▶ TASK ITEM
Your answer must hold only the lines below from the line containing "positive clicks: (43, 390)" through the line containing "box: [753, 518, 778, 528]", each reproduced exactly.

▶ RECORD EXTRACTS
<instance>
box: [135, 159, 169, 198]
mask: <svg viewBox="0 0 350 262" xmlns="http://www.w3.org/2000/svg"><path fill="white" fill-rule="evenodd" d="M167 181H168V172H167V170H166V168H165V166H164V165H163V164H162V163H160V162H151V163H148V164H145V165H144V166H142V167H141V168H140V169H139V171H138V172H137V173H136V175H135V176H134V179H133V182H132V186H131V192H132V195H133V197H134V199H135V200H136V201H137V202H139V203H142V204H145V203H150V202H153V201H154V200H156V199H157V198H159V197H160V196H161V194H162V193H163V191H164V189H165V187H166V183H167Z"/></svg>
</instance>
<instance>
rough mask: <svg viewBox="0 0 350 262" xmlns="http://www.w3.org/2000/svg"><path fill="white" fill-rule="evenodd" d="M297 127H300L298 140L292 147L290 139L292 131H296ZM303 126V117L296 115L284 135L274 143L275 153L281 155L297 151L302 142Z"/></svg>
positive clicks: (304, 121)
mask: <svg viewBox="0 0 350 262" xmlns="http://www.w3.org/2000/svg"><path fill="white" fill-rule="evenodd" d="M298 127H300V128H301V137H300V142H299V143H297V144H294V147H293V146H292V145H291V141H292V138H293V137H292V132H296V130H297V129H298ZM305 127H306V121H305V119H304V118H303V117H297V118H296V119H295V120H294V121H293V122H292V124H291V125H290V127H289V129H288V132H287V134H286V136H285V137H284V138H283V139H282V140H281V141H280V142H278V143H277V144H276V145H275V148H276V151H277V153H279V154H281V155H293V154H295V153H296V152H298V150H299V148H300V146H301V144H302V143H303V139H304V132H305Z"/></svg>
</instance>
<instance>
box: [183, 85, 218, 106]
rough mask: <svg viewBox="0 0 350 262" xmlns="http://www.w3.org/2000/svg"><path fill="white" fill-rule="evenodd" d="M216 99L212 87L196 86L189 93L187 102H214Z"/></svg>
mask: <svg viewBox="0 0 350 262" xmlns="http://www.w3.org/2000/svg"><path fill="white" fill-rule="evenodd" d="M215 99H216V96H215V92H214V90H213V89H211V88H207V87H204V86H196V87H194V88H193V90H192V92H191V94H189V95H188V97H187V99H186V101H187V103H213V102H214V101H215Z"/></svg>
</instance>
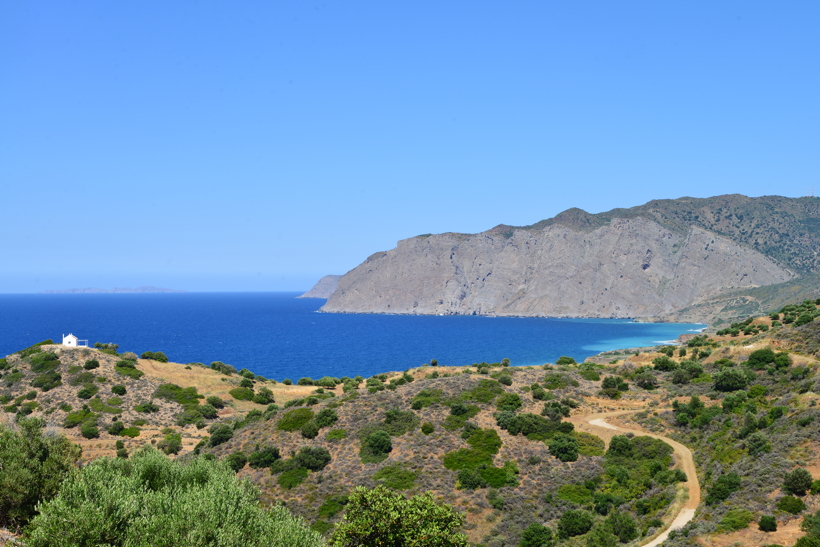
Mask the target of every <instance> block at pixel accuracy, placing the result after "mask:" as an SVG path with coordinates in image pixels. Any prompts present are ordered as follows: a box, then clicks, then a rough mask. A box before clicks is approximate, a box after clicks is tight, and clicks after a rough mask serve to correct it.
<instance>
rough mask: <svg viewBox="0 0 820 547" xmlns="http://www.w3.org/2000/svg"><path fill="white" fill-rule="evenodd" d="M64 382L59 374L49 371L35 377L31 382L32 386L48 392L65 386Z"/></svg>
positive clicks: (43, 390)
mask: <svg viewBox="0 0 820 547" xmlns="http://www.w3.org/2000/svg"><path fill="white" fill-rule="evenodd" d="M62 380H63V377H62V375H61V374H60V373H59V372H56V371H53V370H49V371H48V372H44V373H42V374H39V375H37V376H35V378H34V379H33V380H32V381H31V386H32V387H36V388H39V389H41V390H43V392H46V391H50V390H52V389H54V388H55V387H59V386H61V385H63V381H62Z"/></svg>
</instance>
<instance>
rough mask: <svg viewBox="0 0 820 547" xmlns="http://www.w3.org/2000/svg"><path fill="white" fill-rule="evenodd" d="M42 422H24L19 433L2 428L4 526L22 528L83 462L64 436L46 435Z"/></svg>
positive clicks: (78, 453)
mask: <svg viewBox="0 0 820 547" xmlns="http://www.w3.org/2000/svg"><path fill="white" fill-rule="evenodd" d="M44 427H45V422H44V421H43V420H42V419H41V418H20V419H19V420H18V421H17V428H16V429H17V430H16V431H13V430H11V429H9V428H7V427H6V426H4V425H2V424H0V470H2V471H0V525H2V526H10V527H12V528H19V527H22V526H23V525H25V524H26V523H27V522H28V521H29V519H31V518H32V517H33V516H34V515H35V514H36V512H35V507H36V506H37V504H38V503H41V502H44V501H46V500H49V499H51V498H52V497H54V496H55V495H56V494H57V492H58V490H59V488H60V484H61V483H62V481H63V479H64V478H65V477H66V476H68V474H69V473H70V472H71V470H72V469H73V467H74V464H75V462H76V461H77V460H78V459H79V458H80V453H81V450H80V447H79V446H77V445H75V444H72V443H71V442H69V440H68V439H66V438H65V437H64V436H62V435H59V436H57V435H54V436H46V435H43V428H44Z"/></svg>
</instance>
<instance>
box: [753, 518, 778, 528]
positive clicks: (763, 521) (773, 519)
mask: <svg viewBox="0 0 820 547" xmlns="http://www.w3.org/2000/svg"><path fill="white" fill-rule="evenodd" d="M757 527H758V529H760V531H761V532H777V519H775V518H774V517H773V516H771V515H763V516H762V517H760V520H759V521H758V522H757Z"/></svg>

...

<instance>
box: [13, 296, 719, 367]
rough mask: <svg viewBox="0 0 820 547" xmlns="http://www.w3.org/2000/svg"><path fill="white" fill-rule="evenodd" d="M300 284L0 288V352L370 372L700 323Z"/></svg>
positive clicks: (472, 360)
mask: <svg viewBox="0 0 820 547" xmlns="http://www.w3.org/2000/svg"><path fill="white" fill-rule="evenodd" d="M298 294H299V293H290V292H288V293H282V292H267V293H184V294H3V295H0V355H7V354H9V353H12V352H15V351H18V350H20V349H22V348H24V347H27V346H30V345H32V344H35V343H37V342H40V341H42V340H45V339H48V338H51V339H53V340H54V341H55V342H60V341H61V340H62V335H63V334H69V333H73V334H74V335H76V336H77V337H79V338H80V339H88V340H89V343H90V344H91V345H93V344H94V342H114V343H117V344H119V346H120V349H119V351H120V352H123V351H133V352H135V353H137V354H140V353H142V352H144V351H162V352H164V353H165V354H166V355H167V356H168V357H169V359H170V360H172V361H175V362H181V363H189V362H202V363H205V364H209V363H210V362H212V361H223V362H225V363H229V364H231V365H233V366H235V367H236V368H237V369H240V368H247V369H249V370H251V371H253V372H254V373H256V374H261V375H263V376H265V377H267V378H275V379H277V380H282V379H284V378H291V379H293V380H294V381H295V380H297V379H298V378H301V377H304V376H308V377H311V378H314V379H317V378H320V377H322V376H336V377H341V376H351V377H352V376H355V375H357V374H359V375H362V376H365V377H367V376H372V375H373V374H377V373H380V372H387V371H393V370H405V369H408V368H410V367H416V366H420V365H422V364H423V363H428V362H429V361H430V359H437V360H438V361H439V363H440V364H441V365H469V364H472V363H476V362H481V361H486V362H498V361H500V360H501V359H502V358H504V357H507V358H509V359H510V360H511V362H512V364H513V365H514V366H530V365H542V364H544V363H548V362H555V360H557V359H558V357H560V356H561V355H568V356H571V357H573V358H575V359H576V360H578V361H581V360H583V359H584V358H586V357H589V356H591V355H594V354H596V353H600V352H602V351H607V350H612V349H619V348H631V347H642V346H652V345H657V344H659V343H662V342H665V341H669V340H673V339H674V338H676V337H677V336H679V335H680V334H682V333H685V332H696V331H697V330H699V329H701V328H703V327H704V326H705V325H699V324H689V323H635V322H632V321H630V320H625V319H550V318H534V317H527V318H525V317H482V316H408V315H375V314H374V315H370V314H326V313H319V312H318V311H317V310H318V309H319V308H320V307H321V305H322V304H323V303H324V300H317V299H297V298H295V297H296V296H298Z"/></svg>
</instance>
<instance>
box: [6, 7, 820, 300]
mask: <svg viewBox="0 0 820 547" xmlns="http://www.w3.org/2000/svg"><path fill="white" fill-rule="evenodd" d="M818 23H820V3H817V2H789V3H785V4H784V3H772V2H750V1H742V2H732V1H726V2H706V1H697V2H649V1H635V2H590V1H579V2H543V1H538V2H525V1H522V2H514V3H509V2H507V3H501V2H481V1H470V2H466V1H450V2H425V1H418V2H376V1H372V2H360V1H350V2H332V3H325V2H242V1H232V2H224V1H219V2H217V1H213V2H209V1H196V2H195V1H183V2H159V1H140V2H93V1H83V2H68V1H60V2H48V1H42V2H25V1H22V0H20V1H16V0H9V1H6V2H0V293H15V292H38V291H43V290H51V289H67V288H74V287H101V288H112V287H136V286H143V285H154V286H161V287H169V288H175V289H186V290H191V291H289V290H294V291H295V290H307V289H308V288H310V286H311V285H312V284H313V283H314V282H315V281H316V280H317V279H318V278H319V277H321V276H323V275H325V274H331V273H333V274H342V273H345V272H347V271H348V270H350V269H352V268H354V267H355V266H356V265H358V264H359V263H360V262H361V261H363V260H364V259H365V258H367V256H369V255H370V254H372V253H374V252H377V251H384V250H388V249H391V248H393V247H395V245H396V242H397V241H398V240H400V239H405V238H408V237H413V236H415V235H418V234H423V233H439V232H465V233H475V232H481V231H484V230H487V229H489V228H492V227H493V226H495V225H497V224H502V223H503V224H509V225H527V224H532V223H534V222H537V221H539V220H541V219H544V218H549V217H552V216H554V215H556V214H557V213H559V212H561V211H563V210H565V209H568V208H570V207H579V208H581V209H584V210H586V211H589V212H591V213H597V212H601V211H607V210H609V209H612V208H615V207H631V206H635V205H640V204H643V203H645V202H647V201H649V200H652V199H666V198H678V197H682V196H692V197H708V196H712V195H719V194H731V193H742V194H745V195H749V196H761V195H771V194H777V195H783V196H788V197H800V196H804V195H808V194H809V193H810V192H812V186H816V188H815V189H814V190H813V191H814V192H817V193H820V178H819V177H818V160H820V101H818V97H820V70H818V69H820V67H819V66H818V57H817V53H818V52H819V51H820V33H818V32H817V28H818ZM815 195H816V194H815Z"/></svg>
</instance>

▶ WRITTEN RESPONSE
positive clicks: (43, 390)
mask: <svg viewBox="0 0 820 547" xmlns="http://www.w3.org/2000/svg"><path fill="white" fill-rule="evenodd" d="M62 380H63V377H62V375H61V374H60V373H59V372H56V371H53V370H49V371H48V372H44V373H42V374H39V375H37V376H35V378H34V379H33V380H32V381H31V386H32V387H36V388H39V389H41V390H43V392H46V391H50V390H52V389H54V388H55V387H59V386H61V385H63V381H62Z"/></svg>
</instance>
<instance>
rough mask: <svg viewBox="0 0 820 547" xmlns="http://www.w3.org/2000/svg"><path fill="white" fill-rule="evenodd" d="M42 422H24L19 433L2 428L4 526L22 528L83 462L64 436L46 435Z"/></svg>
positive clicks: (78, 453)
mask: <svg viewBox="0 0 820 547" xmlns="http://www.w3.org/2000/svg"><path fill="white" fill-rule="evenodd" d="M44 427H45V422H44V421H43V420H42V419H41V418H20V419H19V420H18V421H17V428H16V429H17V430H16V431H13V430H11V429H9V428H7V427H6V426H4V425H2V424H0V470H2V471H0V525H2V526H10V527H12V528H19V527H22V526H23V525H25V524H26V523H27V522H28V521H29V519H31V518H32V517H33V516H34V515H35V514H36V512H35V507H36V506H37V504H38V503H41V502H44V501H46V500H49V499H51V498H52V497H54V496H55V495H56V494H57V492H58V490H59V488H60V484H61V483H62V481H63V479H64V478H65V477H66V476H68V474H69V473H70V472H71V470H72V469H73V467H74V464H75V462H76V461H77V460H78V459H79V458H80V453H81V450H80V447H79V446H77V445H75V444H72V443H71V442H69V440H68V439H66V438H65V437H64V436H62V435H59V436H57V435H54V436H46V435H43V428H44Z"/></svg>
</instance>
<instance>
box: [753, 518, 778, 528]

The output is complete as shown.